- **TASK REQUIREMENTS**
Line by line, output the entries below exactly as they appear.

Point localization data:
....
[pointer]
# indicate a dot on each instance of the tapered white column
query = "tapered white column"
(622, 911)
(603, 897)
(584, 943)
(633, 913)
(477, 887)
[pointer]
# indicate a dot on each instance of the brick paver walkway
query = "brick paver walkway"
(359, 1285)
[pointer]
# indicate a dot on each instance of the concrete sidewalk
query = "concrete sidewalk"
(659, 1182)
....
- **SOLUTION**
[pointer]
# indicate a dot on each instance of the tapered white column
query = "tapered white column"
(622, 911)
(603, 897)
(584, 943)
(633, 913)
(477, 887)
[pointer]
# indicate a dot on each instance of the brick paver walkway
query = "brick paver walkway"
(359, 1285)
[pointer]
# indicate a dot on each instance of the concrete sidewalk
query = "concrete sidewalk"
(659, 1182)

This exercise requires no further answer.